Try it
Find the word "green" in the listing below. Copy every line that has it.
>>>
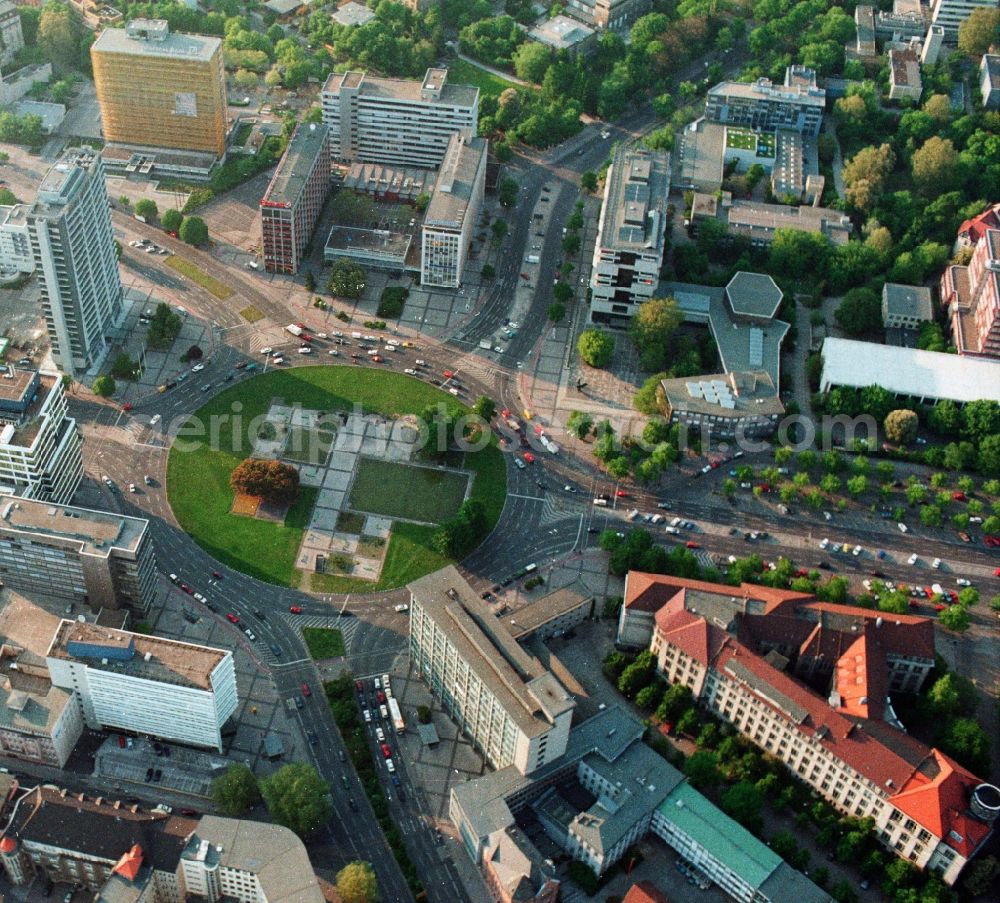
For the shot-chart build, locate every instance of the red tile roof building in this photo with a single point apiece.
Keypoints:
(809, 682)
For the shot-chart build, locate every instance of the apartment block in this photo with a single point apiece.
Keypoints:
(811, 683)
(179, 101)
(950, 14)
(294, 198)
(123, 853)
(11, 36)
(608, 791)
(906, 306)
(74, 249)
(453, 212)
(145, 685)
(972, 294)
(400, 122)
(514, 711)
(798, 104)
(631, 234)
(94, 558)
(41, 454)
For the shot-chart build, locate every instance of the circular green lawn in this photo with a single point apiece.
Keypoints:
(203, 456)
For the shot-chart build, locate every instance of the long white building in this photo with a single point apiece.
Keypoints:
(399, 122)
(145, 685)
(452, 214)
(41, 453)
(631, 233)
(74, 250)
(514, 711)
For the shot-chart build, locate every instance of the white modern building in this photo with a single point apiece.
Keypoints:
(98, 559)
(453, 212)
(949, 14)
(74, 248)
(631, 234)
(15, 241)
(399, 122)
(41, 453)
(146, 685)
(514, 711)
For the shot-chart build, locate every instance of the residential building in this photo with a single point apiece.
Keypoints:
(15, 240)
(810, 683)
(631, 233)
(294, 198)
(798, 104)
(608, 15)
(563, 33)
(906, 306)
(949, 14)
(11, 36)
(144, 684)
(926, 376)
(972, 295)
(760, 222)
(453, 211)
(123, 853)
(41, 453)
(608, 791)
(401, 122)
(95, 558)
(179, 102)
(514, 711)
(989, 81)
(74, 249)
(723, 405)
(904, 75)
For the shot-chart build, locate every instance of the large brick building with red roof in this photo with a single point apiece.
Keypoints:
(810, 683)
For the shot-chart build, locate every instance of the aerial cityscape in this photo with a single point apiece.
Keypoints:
(485, 451)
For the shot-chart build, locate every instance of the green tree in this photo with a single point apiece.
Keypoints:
(171, 220)
(579, 423)
(860, 313)
(901, 426)
(104, 386)
(979, 32)
(356, 883)
(347, 279)
(194, 231)
(235, 791)
(595, 347)
(298, 798)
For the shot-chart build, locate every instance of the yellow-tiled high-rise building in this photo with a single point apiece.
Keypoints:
(158, 89)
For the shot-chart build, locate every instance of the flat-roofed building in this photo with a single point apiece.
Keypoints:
(906, 306)
(514, 711)
(453, 212)
(161, 89)
(762, 105)
(144, 684)
(41, 451)
(294, 198)
(402, 122)
(95, 558)
(73, 245)
(737, 406)
(631, 234)
(950, 14)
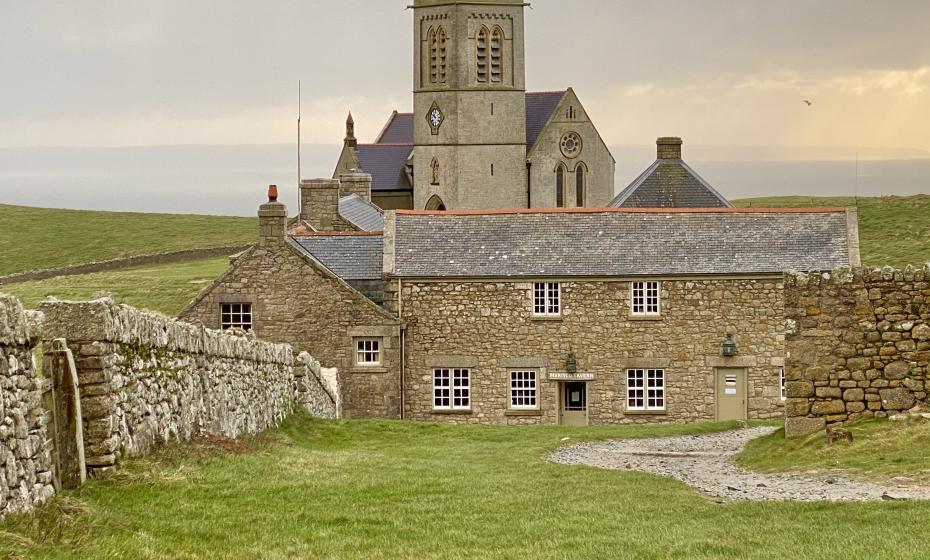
<<<
Task solution
For the shot-chart build, locate every instance of the circular green lawn in this photo with a single point apiece.
For the shot-chart build, locate every instance of the green tree in this photo with a single point apiece.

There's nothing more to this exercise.